» Dataset content:
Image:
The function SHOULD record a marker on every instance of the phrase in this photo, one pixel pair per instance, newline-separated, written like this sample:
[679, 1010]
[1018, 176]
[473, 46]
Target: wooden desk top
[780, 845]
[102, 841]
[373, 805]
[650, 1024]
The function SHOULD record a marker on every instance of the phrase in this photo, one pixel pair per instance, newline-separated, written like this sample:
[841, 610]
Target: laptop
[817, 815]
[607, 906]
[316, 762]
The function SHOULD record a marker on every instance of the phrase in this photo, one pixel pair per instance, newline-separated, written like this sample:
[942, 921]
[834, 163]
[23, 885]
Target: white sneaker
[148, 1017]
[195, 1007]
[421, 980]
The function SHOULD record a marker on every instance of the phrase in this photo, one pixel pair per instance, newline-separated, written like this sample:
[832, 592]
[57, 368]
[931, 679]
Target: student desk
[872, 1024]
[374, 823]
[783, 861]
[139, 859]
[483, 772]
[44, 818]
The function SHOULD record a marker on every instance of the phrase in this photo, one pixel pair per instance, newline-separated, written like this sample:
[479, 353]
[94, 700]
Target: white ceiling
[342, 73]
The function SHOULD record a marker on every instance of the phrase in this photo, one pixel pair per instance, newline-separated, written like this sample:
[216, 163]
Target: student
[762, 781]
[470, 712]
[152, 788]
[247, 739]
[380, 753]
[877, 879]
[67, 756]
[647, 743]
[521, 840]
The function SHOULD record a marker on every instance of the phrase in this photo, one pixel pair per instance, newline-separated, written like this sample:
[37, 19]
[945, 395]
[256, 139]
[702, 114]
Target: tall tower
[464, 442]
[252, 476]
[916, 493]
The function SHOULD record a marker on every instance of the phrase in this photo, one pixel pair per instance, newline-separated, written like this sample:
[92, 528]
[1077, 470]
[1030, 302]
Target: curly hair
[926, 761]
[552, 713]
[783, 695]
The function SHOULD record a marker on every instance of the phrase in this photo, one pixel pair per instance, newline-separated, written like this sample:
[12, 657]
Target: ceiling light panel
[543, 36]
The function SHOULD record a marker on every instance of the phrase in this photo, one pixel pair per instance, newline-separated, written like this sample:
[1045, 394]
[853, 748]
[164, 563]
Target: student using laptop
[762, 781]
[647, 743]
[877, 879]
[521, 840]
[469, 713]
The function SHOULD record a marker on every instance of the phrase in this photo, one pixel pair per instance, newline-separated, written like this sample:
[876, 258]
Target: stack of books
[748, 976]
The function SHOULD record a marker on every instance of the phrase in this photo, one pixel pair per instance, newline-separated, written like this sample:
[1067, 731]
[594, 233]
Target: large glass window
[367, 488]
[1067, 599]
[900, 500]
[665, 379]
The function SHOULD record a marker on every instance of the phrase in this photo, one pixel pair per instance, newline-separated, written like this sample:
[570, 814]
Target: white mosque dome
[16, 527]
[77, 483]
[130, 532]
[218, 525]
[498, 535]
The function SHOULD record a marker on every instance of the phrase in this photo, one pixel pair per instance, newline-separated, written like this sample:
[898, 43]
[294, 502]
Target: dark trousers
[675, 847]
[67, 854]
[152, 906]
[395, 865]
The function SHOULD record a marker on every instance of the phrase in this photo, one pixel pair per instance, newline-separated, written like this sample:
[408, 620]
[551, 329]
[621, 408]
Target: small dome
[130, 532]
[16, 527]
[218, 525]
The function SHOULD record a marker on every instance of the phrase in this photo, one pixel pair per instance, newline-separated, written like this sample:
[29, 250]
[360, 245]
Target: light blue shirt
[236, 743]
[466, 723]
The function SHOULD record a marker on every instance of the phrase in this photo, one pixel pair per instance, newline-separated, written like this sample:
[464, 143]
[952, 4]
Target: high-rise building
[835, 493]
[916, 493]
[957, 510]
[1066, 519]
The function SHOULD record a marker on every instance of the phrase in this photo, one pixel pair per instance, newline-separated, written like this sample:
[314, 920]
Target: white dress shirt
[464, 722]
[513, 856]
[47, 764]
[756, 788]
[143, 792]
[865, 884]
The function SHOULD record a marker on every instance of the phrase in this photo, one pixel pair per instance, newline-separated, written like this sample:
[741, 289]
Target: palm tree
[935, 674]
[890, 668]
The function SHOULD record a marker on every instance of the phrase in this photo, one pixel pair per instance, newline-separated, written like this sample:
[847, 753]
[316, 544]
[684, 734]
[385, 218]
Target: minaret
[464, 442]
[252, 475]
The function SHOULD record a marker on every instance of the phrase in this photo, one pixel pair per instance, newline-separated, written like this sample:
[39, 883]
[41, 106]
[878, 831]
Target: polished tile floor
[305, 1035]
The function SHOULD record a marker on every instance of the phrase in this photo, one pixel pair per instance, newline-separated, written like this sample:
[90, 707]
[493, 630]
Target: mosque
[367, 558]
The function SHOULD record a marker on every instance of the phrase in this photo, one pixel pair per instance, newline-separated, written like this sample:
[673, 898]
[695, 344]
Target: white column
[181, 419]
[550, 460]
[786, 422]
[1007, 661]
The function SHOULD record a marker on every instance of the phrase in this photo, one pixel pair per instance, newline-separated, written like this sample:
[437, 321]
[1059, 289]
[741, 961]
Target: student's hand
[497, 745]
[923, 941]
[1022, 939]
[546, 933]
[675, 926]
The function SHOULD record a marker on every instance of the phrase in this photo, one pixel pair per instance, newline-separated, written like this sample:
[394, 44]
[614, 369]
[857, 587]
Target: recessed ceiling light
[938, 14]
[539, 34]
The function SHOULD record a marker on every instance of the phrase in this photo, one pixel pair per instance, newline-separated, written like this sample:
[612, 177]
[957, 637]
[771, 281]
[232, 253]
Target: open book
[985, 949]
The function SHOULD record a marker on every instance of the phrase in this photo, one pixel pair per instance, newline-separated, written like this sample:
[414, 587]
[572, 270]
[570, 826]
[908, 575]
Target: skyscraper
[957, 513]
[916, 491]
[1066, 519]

» What needs to be done:
Pick out each line of the records above that contains the word "light".

» Final result:
Target: ceiling light panel
Target: light blue shirt
Target: recessed ceiling light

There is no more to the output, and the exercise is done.